Your task is to print all of the data word for word.
::::::::::
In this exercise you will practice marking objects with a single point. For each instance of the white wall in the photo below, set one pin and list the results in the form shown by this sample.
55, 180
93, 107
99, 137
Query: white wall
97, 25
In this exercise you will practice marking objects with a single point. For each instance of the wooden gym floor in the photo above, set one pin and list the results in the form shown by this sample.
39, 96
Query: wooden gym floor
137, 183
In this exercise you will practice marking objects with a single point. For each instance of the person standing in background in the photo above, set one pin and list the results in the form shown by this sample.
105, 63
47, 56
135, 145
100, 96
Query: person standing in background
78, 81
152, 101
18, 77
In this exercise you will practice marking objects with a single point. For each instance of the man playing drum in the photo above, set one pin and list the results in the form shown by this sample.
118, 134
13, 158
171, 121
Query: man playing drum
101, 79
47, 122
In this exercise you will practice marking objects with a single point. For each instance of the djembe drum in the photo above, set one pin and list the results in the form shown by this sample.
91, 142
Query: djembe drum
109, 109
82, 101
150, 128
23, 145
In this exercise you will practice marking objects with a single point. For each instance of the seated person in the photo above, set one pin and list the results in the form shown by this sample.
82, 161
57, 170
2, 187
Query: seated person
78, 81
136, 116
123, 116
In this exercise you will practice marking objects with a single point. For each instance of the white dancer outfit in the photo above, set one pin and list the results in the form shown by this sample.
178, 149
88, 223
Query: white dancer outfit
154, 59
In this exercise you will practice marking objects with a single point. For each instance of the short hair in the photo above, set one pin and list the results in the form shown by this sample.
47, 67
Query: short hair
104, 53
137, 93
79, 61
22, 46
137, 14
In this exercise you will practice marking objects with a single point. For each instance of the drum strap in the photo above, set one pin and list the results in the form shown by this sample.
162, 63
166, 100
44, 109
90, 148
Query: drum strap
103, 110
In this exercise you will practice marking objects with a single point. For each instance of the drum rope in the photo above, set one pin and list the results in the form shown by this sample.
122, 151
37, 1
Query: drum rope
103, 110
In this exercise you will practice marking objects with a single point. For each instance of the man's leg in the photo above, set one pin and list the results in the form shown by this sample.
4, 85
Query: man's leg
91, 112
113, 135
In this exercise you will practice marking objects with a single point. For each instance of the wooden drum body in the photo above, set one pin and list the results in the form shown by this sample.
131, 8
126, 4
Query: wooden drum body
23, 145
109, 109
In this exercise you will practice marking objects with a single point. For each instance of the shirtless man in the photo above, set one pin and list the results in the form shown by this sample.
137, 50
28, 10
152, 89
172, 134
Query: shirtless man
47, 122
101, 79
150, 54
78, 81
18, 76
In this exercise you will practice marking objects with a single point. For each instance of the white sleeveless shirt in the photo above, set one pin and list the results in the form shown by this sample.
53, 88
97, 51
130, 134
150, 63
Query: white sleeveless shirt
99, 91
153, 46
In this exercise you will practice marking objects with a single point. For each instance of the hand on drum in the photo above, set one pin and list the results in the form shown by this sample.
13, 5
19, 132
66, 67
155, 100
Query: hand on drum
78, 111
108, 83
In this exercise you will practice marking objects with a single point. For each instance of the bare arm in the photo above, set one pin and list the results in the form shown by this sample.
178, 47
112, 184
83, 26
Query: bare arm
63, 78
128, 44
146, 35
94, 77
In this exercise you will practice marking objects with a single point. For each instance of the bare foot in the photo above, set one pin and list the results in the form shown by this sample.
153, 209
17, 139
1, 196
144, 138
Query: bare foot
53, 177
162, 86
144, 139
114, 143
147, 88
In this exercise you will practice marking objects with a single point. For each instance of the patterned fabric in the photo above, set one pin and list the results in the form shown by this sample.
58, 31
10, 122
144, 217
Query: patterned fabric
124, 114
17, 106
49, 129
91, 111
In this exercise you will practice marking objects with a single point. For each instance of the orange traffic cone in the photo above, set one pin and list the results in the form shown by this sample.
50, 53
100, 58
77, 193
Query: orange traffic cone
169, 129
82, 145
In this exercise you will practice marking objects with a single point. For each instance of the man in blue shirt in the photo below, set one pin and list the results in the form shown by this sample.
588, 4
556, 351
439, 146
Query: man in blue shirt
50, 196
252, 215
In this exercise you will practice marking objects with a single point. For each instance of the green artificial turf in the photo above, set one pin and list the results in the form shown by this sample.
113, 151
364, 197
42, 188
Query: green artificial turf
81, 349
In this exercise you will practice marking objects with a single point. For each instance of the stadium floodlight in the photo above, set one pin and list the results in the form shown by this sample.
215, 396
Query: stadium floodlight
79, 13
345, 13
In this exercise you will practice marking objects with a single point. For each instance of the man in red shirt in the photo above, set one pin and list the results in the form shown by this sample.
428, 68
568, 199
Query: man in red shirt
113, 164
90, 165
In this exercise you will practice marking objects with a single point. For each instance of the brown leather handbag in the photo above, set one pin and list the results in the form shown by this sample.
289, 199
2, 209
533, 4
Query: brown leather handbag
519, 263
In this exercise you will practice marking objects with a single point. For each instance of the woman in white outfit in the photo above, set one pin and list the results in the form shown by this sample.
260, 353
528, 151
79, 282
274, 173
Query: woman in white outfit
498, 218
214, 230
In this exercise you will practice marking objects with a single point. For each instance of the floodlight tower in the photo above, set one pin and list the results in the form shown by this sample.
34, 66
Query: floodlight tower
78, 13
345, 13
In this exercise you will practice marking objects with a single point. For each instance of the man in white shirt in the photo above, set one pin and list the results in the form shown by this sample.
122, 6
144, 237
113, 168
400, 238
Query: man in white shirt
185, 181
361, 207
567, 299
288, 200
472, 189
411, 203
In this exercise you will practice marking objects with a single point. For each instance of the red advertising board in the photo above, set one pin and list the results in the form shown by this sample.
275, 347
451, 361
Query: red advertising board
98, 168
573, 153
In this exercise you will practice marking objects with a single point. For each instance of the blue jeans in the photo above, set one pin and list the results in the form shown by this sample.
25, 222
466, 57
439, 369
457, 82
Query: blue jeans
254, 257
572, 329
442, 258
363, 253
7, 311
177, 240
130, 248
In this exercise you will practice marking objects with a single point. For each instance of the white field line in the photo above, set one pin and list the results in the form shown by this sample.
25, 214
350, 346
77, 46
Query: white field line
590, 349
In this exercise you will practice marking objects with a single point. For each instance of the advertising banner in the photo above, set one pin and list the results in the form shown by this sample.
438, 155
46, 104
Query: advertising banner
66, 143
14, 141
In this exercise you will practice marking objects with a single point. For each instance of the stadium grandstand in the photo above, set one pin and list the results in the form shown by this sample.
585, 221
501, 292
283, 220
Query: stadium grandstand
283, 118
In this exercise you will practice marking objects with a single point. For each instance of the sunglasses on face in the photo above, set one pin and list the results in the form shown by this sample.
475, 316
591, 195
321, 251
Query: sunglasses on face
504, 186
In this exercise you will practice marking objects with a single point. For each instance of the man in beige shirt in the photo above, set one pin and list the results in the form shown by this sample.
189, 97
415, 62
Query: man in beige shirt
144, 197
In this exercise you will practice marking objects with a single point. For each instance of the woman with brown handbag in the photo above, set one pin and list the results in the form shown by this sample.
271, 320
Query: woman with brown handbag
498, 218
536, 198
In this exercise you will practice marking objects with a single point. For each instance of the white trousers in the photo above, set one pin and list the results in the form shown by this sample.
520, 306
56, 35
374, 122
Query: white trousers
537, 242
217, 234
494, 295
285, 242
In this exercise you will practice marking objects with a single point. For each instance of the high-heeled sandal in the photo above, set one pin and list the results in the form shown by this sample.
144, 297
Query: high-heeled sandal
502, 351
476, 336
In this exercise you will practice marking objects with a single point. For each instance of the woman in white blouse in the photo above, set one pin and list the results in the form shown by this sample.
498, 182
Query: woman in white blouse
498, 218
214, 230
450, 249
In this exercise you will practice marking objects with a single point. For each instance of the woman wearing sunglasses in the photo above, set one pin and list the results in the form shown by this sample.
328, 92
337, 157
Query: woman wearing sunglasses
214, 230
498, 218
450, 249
::::::::::
» COMPLETE RESPONSE
In this exercise you will practice marking objects with a single point. For each instance of the white wall in the photo below, set one pin and list the results in the form shown by this sample.
55, 180
93, 107
99, 137
Query: white wall
97, 25
In this exercise you will practice marking objects with a single point. For each instance of the wooden gym floor in the photo above, set one pin and list the results in the form shown by this sample.
39, 96
Query: wooden gym floor
137, 183
In this exercise you will practice marking objects with a single point. For each instance of the person standing in background in the photo above, set one pin and list the results in the form shown by this sample.
105, 63
47, 56
135, 145
100, 96
Query: person standing in background
78, 81
152, 101
18, 77
In this exercise you will practice marking objects with a single point. For each instance of the man playing drum in the photo above, set one pin and list the results in the form shown by this sample.
118, 134
13, 158
171, 121
Query: man playing drum
101, 79
47, 122
In this exercise you will practice marking objects with a single point. For each instance of the djembe drum in the photo above, set one pin and list the results in the form shown by this sample.
91, 142
Query: djembe drum
109, 109
82, 101
150, 128
23, 145
In this exercise you will practice marking objects with a single point. For each instance of the seated person in the photo above, set one pin and list the results in the form shown by this sample.
82, 161
57, 170
2, 187
Query: seated person
78, 81
136, 116
123, 116
In this exercise you will practice marking objects with a single point. For each instance of the white dancer outfit in the photo above, set one pin and list the results in the form shown by this sample.
178, 149
88, 223
Query: white dancer outfit
154, 59
In this exercise you will practice marking objects with a single point. For each instance of the short hair in the photo above, set one pin and list the results in the form shown by this sample.
47, 67
Query: short hair
104, 53
137, 93
79, 61
22, 46
137, 14
In this exercise you will practice marking objects with a single point. For each instance of the drum strap in the photo above, set one pin and list the results in the form shown by this sample.
162, 63
166, 100
44, 109
90, 148
Query: drum strap
103, 110
In this exercise you will practice marking objects with a single point. For each instance of the drum rope in the photo above, set one pin and list the results in the form shown by this sample.
122, 151
37, 1
Query: drum rope
103, 110
In this exercise you will practice marking objects with a single point. For each instance of the man's leg in the photo above, set one pin and list the results in the form shown by this sample.
4, 85
Query: man's leg
91, 112
113, 135
In this exercise you will practice marking objects with a single point. For each instance of the wooden drum body in the photo above, set one pin and list the results in the form shown by this sample.
131, 8
126, 4
Query: wooden drum body
23, 145
109, 109
In this exercise you will practice marking objects with a single point. For each instance of the shirtless man in the photo above, set one pin and list the results in the form shown by this sample.
137, 50
28, 10
152, 89
172, 134
Query: shirtless man
47, 122
101, 79
150, 54
78, 81
18, 76
In this exercise you will practice marking objects with a single point. For each instance of the white sleeveless shirt in the photo above, set one pin and list the results in the form shown by this sample.
53, 88
97, 51
130, 134
150, 63
Query: white sleeveless shirt
99, 91
153, 46
In this exercise you will practice marking objects with a single point. For each instance of the hand on drum in the photo above, set one pin and list the results in the form shown by this sample.
13, 5
19, 132
66, 67
155, 100
Query: hand on drum
78, 111
108, 83
In this exercise you will practice marking objects with a single point. For each instance of the bare arm in the photo above, set one pin and list the results in the form shown by this sample.
178, 47
112, 184
83, 26
Query: bare arm
63, 78
128, 44
146, 35
94, 77
In this exercise you will practice marking objects with a single point. For each instance of the bare foot in the photo above, set one pin and list the results in the form shown by this sample.
153, 209
17, 139
1, 196
144, 138
Query: bare foot
53, 177
162, 86
144, 139
114, 143
147, 88
In this exercise you will practice marking objects with a single point. For each instance of the patterned fabric in the photo above, set one pin and list the results in the form shown by this sample.
58, 31
10, 122
144, 217
Query: patterned fabric
124, 114
17, 106
49, 129
91, 111
In this exercise you will practice marking objects with a single point. For each instance of the orange traffic cone in the photo above, set one pin and list the results in the form shown by this sample.
50, 53
100, 58
77, 193
Query: orange traffic cone
169, 129
82, 145
In this exercise you will practice marking objects with a single point. For each instance of the man in blue shirt in the photo below, set one pin and list the results in the form shown by this sample.
588, 4
556, 351
439, 146
Query: man in blue shirt
50, 196
252, 215
In this exercise you will practice marking objects with a single point. For each instance of the green artificial turf in the photo above, set one pin and list the results in the form shown by this sample.
113, 151
364, 197
42, 188
Query: green artificial turf
81, 349
In this exercise you will practice marking objects with a single point. For each instance of the stadium floodlight in the photo above, set one pin and list the results in the form shown by this sample.
215, 396
Query: stadium floodlight
79, 13
345, 13
In this exercise you will practice marking objects with a single point. For each instance of the man in red shirt in the photo above, set one pin and list the results in the form shown by this sample.
428, 68
568, 199
Query: man in red shirt
113, 164
90, 165
In this exercise you will practice marking objects with a single point. For each instance of the brown leather handbag in the photo above, set one pin and list the results in the form shown by this sample.
289, 199
2, 209
533, 4
Query: brown leather handbag
519, 263
In this exercise you will practice marking objects with a single point. For each instance of the woman in white outfit in the photo above, set one pin and list the results in the form shown by this sample.
260, 353
528, 151
79, 282
274, 173
Query: woman in white outfit
498, 218
214, 230
In this exercise you will practice marking objects with a single point. For each instance of the floodlight tower in the photo above, set one pin and list the results in the form shown by this sample.
34, 66
Query: floodlight tower
78, 13
345, 13
In this exercise you will practice marking objects with a single point. For each instance of the man in white shirt in the photo above, set one pin and list the results in the form shown by this sample.
122, 6
144, 237
113, 168
400, 238
Query: man in white shirt
185, 181
361, 207
567, 299
288, 200
472, 189
411, 203
In this exercise you will practice marking objects with a single point. For each instance of the red advertising board in the photo above, set one pin and list the results in the form shown by this sample.
275, 347
451, 361
Query: red advertising board
98, 168
573, 153
In this exercise you will practice marking objects with a single point. For each instance of the blue jeans in the photo above, set one pin and list the results in the form shown by this sample.
25, 222
466, 57
439, 369
457, 82
Query: blue jeans
254, 257
572, 329
442, 258
363, 253
7, 311
177, 240
130, 248
In this exercise you will practice marking objects with a single point. For each instance of the white field line in the photo above, set one pin and list the results in the form shown by this sample.
25, 214
350, 346
77, 46
Query: white field line
590, 349
In this exercise you will practice marking objects with a single point. For each instance of the advertising banner in the photo above, set one pin and list the results in the form shown by this sample.
438, 155
46, 104
Query: advertising banner
66, 143
14, 141
In this exercise you will practice marking objects with a single point. For each instance of the stadium grandstand in the photo above, set one pin and list the results in the form shown by this sample.
585, 221
501, 292
283, 220
Query: stadium grandstand
283, 118
In this exercise you will practice marking objects with a single point. For each instance of the sunglasses on face in the photo above, set one pin and list the results in the form shown by this sample.
475, 316
591, 195
321, 251
Query: sunglasses on face
504, 186
In this exercise you will practice marking objects with a single point. For each instance of the man in beige shirt in the photo above, set one pin and list the results in the form shown by this sample.
189, 97
415, 62
Query: man in beige shirt
144, 197
In this exercise you will practice marking objects with a single point. For each instance of the woman with brown handbag in the photo above, set one pin and list the results in the form shown by this sample.
271, 320
Query: woman with brown handbag
498, 218
536, 198
In this exercise you will practice marking objects with a single point. For each instance of the white trousers in the photo above, set one pin and list the results in the form shown by this sample.
520, 306
56, 35
374, 122
Query: white trousers
537, 242
217, 234
494, 295
285, 242
In this exercise you will practice marking objects with a single point. For each instance of the high-heeled sandal in the photo above, set one pin and list the results in the form shown by this sample.
144, 297
Query: high-heeled sandal
502, 351
476, 336
In this exercise you will practice marking objects with a single point. For each instance of the woman in white blouse in the photo above, set one pin and list the results in the form shown by this sample.
498, 182
Query: woman in white blouse
498, 218
214, 230
450, 249
In this exercise you will practice marking objects with a single point. For each instance of the woman wearing sunglasses in the photo above, set one pin and list the results in the form shown by this sample.
328, 92
337, 157
Query: woman wearing sunglasses
214, 230
498, 218
450, 249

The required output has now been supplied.